** THE DATA **
════════

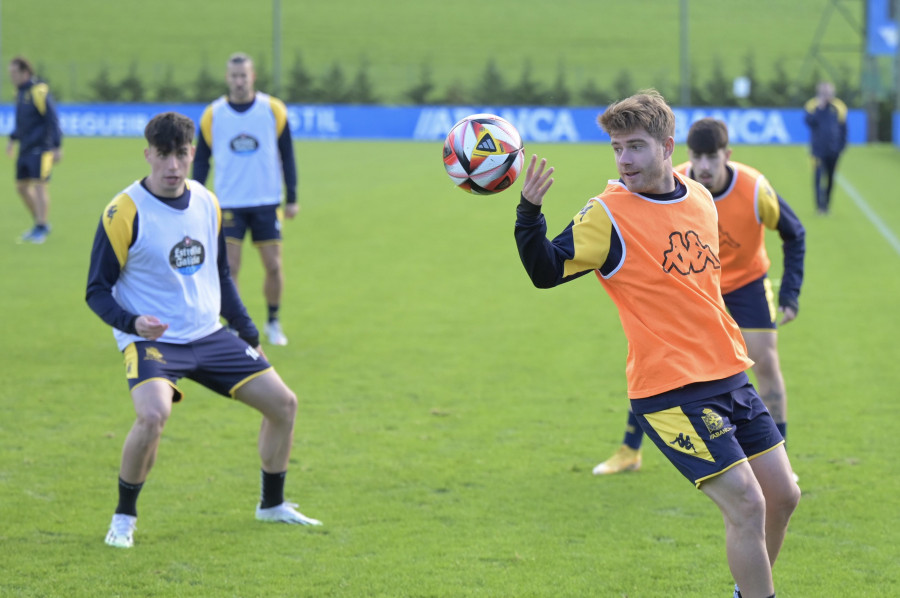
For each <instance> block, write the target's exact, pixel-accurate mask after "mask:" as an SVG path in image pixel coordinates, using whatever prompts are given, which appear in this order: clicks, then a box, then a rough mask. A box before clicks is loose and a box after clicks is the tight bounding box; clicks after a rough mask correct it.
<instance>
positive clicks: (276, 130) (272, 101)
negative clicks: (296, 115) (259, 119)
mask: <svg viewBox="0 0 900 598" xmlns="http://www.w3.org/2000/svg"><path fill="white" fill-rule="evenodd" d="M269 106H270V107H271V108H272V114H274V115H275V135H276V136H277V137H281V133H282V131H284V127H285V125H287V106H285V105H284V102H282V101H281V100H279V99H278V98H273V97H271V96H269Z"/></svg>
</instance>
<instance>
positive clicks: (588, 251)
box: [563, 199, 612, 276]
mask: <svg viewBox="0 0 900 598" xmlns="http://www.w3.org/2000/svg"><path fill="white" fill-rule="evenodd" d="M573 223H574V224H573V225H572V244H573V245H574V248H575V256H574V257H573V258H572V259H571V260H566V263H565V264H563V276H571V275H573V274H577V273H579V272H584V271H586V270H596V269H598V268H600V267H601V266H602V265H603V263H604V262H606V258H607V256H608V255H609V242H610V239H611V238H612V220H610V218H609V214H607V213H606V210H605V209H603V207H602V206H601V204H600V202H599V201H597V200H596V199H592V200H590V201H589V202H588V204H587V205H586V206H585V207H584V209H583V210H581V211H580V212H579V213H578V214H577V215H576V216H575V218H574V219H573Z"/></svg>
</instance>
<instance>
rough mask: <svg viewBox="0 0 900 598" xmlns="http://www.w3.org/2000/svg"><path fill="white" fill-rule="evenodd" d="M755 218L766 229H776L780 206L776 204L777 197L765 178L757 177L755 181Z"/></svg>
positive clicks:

════════

** ABOUT THIS TASK **
How many lines of the material above contain the word "positive"? Give only the number.

** ANSWER TO THIS TASK **
3